Set problem A – Pick out every line of the entries below that contains the word "blue", and copy each one.

** start of Document text **

There are still - decades after the group’s last film was released - few who have no knowledge of Monty Python’s Flying Circus, the group whose BBC sketch shows, live performances and feature-length escapades defined great comedy for so long. They were alternative before the term was coined, worthy successors to Spike Milligan’s oeuvre, which spanned the Goon Show and the various Q series.
Terry Jones as Mrs Cohen in Life of Brian
That is why there has been genuine sadness today at the passing of Terry Jones, who had been suffering from a form of dementia, at the age of 77. He was a genuinely funny, but thoughtful and highly talented individual who had been Michael Palin’s writing partner in the earlier sketch shows, but later worked behind the camera too, directing both Life of Brian and The Meaning of Life. He was also a children’s author and historian.
During the BBC series, he was often cast as the straight man, as when Eric Idle played his “cheeky chappie” persona in the Nudge Nudge sketch, or as Arthur “Two Sheds” Jackson, who wanted to be known as a classical composer, rather for having a garden shed and thinking of building another. His tendency for the surreal was typified by the character Kevin Phillips-Bong in the Election Night Special sketch, representing the Slightly Silly Party (“polled no votes at all - hopes to double that next time”).

** end of Document text **
** start of Source material **

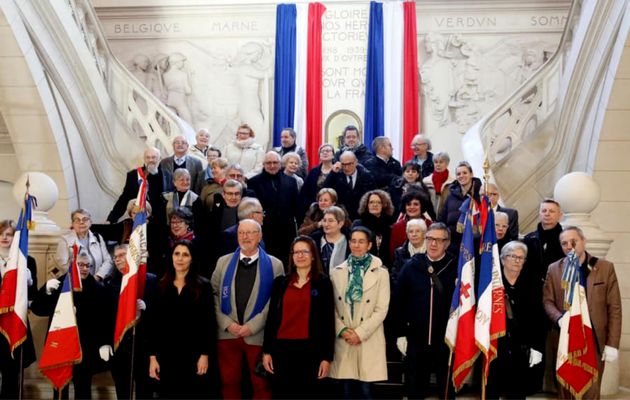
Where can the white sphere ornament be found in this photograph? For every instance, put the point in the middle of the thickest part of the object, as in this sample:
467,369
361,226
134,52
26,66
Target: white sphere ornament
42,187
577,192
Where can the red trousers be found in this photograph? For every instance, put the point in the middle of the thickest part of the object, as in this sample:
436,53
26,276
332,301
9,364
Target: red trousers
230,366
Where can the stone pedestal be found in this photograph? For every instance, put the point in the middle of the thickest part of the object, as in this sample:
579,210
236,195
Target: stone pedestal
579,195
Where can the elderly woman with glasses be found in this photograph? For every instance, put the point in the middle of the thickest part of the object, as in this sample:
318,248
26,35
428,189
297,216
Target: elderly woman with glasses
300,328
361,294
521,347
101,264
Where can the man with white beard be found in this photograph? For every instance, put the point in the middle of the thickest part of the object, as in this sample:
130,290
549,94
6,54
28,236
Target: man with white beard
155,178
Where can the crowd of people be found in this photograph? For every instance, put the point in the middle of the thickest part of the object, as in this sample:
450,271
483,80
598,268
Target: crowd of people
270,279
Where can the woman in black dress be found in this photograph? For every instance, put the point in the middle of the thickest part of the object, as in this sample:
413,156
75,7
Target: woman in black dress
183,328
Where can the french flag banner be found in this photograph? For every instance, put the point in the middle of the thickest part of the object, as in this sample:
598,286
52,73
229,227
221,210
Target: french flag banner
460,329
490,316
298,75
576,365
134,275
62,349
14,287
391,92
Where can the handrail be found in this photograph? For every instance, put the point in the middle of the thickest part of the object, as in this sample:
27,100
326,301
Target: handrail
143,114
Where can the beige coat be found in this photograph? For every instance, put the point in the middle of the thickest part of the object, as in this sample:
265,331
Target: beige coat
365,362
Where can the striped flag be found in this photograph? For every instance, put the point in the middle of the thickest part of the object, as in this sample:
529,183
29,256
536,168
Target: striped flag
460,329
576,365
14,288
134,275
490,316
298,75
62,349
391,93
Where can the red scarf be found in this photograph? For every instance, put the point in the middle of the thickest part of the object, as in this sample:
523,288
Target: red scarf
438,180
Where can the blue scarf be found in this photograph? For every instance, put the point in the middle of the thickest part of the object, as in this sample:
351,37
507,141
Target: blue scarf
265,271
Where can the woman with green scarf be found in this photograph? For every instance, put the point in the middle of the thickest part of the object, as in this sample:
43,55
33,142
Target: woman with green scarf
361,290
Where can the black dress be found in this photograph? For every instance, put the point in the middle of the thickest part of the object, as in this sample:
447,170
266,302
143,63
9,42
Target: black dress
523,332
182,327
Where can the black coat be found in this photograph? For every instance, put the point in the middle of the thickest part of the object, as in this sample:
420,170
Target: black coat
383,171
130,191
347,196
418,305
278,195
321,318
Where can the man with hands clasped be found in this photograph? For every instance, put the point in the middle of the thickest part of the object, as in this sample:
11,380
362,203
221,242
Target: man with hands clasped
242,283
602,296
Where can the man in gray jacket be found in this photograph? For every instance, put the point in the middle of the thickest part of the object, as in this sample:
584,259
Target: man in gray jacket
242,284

** end of Source material **

Set problem B – Summarize the text about Terry Jones above in two sentences.

Output A –
Where can the blue scarf be found in this photograph? For every instance, put the point in the middle of the thickest part of the object, as in this sample:
Target: blue scarf

Output B – Terry Jones of Monty Python's Flying Circus has died at 77 after suffering from a form of dementia. He had been Michael Palin's writing partner in the earlier sketch shows, later directed Life of Brian and The Meaning of Life, was also a children's author and historian, and in the BBC series was often cast as the straight man, while his surreal side showed in the character Kevin Phillips-Bong.